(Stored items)

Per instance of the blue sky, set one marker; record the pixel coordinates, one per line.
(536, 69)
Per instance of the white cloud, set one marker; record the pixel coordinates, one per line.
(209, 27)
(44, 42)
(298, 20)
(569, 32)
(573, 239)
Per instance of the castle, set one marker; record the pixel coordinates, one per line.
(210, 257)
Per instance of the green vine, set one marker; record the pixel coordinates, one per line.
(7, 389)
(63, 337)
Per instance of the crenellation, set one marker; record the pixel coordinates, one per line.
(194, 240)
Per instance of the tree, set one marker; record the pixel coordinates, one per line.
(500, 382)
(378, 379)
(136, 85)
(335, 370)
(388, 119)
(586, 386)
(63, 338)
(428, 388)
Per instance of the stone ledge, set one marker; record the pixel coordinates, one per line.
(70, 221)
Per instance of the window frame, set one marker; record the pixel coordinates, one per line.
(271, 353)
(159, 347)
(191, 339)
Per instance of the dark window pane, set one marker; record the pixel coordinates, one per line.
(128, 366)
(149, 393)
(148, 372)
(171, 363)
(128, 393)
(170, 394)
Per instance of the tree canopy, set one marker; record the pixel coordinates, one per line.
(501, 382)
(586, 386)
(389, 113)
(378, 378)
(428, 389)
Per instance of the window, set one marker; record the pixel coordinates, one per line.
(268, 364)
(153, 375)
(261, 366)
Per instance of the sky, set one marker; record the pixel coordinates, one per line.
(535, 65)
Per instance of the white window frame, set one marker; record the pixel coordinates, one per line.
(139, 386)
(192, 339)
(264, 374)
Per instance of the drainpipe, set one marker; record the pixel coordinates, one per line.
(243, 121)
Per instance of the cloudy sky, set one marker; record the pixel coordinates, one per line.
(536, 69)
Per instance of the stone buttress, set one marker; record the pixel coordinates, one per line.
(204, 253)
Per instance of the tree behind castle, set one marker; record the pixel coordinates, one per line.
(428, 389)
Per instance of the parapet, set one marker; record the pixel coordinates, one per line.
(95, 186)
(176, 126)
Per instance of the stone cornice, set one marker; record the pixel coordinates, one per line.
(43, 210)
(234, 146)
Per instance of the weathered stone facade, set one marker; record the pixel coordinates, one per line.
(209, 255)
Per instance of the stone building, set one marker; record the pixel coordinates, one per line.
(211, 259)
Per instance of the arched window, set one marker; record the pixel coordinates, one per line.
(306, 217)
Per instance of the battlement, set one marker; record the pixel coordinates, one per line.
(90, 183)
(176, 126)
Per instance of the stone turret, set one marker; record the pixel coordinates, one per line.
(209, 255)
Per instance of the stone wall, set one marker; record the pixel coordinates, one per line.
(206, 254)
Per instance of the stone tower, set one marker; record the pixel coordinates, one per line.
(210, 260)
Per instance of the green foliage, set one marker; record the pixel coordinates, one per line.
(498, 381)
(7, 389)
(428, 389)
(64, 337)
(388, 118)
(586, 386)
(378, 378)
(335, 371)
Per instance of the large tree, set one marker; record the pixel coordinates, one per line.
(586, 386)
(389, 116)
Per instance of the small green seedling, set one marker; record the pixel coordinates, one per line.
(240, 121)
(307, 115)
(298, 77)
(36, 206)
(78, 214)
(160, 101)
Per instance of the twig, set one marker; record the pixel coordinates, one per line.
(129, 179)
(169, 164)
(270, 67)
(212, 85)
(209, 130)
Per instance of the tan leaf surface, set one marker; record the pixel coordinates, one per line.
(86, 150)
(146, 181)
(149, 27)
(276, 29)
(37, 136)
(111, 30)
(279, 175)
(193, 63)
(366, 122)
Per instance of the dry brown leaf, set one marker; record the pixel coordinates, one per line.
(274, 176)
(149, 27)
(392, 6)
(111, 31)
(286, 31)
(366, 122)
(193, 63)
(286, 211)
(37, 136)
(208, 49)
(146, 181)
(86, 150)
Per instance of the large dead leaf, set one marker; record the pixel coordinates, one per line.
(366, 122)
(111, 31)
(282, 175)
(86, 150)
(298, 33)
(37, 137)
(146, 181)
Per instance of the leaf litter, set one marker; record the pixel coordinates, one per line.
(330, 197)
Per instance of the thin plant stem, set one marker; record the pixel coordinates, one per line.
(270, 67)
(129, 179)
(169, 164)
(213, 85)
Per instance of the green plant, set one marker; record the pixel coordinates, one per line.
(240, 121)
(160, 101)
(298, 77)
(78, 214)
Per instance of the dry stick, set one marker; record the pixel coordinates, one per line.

* **WRITTEN REQUEST**: Write out every entry again exactly, please, with nothing missing.

* **SOLVED EXERCISE**:
Per instance of the blue sky, set one marker; record the pixel coordinates, one per line.
(536, 69)
Per instance of the white cloud, set one marker; record the pixel coordinates, one per line.
(209, 27)
(44, 42)
(298, 20)
(569, 32)
(573, 239)
Per instance of the castle, set one marker; record the pixel coordinates, one per line.
(210, 257)
Per instance of the green vine, set one marker; record the pixel coordinates, one per line.
(7, 389)
(63, 337)
Per instance of the crenellation, set one marker; record the pixel coordinates, one per line.
(194, 240)
Per instance of the tree, set one marker; record the pixel coordinates, one per line.
(500, 382)
(378, 379)
(136, 85)
(335, 370)
(388, 119)
(586, 386)
(63, 338)
(428, 388)
Per instance of the stone ledge, set one marker; record the pixel coordinates, one per line.
(70, 221)
Per instance of the window frame, set one marker; record the pixel coordinates, one per line.
(271, 353)
(159, 347)
(191, 339)
Per instance of the dark window pane, set one marker; record the pixel coordinates, one per line.
(128, 366)
(149, 393)
(148, 372)
(171, 363)
(128, 393)
(170, 394)
Per instance of the tree canopy, set one marker; record the pixel coordinates, one per line.
(501, 382)
(586, 386)
(389, 113)
(378, 378)
(428, 389)
Per instance of the window, set one marker; record the pixel coordinates, one per line.
(268, 364)
(153, 375)
(261, 366)
Per instance of the sky, set one marker; record the pixel coordinates, one per line.
(535, 65)
Per instance of the white window frame, set one marker; record the pixel coordinates, one per line.
(139, 386)
(192, 339)
(264, 374)
Per instance of the drainpipe, set one marker; record the pixel coordinates, one per line.
(243, 121)
Per instance of the cloudy sky, set one marker; record the pixel coordinates, one per line.
(536, 69)
Per instance of the stone buttress, set one marker; record the pixel coordinates, one per line.
(204, 253)
Per instance of the tree behind castle, set one marker; record the pixel coordinates, one per line.
(428, 389)
Per instance of the parapet, set one marker; record the pixel coordinates, one per line.
(95, 186)
(176, 126)
Per instance of the stone cornice, set one marker; record the pixel coordinates, one per line.
(43, 210)
(234, 146)
Per instance of the weathered stone facade, set one marker; record the pixel coordinates, one per line.
(209, 255)
Per instance of the stone building, set one marker; record the pixel coordinates, one per line.
(211, 259)
Per instance of the arched window, set one marker; record the pixel coordinates, one per line.
(306, 217)
Per instance of the battlement, set one marker; record the pixel coordinates, one per line.
(90, 183)
(176, 126)
Per instance of the stone turret, set one marker; record the pixel coordinates, one per line.
(209, 255)
Per instance of the stone wall, set one marker; record the pixel coordinates, one per line.
(206, 254)
Per instance of the stone tower, set one marker; record the pixel coordinates, one per line.
(210, 260)
Per instance of the green foliage, set one marker; record the pixel coordinates, one per line.
(498, 381)
(7, 389)
(428, 389)
(64, 337)
(388, 118)
(586, 386)
(378, 378)
(335, 371)
Per instance of the large tree, set one marker; record the pixel coordinates, one per line.
(586, 386)
(389, 116)
Per instance of the small green seedling, set one marker; record the pixel coordinates, one per line.
(240, 121)
(307, 115)
(298, 77)
(36, 206)
(78, 214)
(160, 101)
Per instance of the twig, set one marker; record the pixel coordinates, one per line.
(129, 179)
(169, 164)
(270, 67)
(212, 85)
(209, 130)
Per instance of the tan leaf surface, set one marker; record the pixel coordinates, one per line.
(86, 150)
(146, 181)
(149, 27)
(276, 29)
(37, 136)
(111, 30)
(279, 175)
(193, 63)
(366, 122)
Per instance of the dry brown leaf, set one marker; record the pixel coordinates, one per line.
(274, 176)
(149, 27)
(392, 6)
(111, 31)
(286, 31)
(366, 122)
(193, 63)
(286, 211)
(37, 136)
(208, 49)
(146, 181)
(86, 150)
Per instance of the large dead leaf, set one marker; record the pixel coordinates, one per line.
(366, 122)
(111, 31)
(282, 175)
(86, 150)
(298, 33)
(37, 137)
(146, 181)
Per instance of the leaf litter, set one marker; record the pixel coordinates, one per line.
(330, 197)
Per instance of the thin plant stem, set one marker; record the pixel coordinates, one per line.
(270, 67)
(129, 179)
(169, 164)
(213, 85)
Per instance of the green plant, set one marker; record the pixel coordinates, one per line.
(240, 121)
(160, 101)
(298, 77)
(78, 214)
Per instance of the dry stick, set one marker; record the pixel coordinates, one per line.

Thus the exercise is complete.